**GIVEN PROBLEM:** Reproduce the records starting at the line containing "task: provide the mask of every instance of the soccer" and ending at the end of the records, swapping every "evenodd" for "nonzero" and leaving everything else unchanged.

**DATA PROVIDED:**
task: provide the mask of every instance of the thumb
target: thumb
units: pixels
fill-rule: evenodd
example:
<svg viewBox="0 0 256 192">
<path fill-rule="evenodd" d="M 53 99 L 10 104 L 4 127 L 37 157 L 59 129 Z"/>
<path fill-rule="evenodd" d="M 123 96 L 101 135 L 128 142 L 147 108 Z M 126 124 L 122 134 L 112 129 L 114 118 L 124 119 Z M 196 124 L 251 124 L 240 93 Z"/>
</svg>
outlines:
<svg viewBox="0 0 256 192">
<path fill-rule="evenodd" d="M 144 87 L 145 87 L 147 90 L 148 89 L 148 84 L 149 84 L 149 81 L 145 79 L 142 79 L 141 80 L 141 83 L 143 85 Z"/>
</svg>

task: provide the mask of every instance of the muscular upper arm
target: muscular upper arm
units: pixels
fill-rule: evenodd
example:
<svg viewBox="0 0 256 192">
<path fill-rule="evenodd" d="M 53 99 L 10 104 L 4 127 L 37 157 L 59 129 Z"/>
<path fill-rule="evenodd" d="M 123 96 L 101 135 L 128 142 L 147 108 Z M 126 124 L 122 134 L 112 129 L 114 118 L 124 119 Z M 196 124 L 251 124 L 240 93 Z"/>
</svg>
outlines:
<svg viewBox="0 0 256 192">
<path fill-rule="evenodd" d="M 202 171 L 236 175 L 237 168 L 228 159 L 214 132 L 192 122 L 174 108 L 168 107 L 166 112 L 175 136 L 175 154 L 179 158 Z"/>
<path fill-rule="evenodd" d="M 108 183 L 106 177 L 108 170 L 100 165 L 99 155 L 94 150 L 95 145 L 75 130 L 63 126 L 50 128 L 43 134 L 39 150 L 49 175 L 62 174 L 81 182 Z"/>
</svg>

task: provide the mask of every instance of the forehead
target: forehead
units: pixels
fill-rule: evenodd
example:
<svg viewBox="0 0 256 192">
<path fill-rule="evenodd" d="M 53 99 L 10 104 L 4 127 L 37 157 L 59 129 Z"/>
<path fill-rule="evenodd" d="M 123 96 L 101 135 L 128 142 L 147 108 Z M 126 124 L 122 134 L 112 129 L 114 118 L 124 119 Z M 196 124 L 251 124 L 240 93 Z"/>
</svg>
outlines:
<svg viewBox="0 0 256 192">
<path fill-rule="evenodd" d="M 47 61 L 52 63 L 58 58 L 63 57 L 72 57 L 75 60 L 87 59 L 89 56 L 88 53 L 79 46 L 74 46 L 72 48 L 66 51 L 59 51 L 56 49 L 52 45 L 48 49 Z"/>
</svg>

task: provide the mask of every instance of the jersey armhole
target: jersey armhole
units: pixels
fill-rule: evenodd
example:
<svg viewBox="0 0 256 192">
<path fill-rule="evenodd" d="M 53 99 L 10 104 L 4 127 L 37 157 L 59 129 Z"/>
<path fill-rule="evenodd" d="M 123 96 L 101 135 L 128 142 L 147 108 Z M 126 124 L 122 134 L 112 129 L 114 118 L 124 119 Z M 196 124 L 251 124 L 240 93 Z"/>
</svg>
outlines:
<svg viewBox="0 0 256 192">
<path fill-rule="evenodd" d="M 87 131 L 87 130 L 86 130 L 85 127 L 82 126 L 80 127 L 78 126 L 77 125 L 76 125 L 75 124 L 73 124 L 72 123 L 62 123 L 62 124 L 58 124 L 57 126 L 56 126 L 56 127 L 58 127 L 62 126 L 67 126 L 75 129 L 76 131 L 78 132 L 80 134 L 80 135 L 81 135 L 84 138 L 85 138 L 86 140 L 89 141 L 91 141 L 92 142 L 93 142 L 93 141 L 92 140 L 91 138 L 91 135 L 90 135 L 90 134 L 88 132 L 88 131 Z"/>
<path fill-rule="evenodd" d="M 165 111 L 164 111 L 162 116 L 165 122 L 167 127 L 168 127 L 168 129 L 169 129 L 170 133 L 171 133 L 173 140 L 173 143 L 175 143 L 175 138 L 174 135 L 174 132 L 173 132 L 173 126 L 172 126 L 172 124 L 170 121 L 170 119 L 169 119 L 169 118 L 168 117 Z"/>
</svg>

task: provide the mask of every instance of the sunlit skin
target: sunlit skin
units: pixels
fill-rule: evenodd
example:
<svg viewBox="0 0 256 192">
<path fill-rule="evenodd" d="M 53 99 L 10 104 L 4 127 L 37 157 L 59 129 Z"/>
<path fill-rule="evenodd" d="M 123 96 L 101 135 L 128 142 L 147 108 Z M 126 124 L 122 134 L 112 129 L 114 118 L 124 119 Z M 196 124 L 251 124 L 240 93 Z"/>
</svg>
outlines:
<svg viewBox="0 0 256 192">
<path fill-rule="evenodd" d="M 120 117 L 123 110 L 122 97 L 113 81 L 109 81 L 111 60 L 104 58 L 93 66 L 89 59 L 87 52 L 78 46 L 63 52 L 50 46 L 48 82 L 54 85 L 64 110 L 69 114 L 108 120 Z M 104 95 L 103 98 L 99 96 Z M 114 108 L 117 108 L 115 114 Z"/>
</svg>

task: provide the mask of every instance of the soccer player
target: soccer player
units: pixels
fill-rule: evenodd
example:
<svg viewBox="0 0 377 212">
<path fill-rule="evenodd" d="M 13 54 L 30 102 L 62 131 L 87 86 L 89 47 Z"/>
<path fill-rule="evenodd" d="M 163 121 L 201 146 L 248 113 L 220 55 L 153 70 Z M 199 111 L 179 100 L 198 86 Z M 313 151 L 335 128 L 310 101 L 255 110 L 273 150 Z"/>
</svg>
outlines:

**TASK OUTPUT:**
task: provide the mask of every instance of the soccer player
target: soccer player
units: pixels
fill-rule: nonzero
example:
<svg viewBox="0 0 377 212">
<path fill-rule="nonzero" d="M 13 54 L 30 102 L 62 131 L 87 86 L 89 47 Z"/>
<path fill-rule="nonzero" d="M 163 121 L 201 146 L 248 113 L 220 55 L 153 70 Z M 199 111 L 179 100 L 198 86 Z M 313 151 L 335 128 L 310 101 L 255 110 L 273 150 Z"/>
</svg>
outlines:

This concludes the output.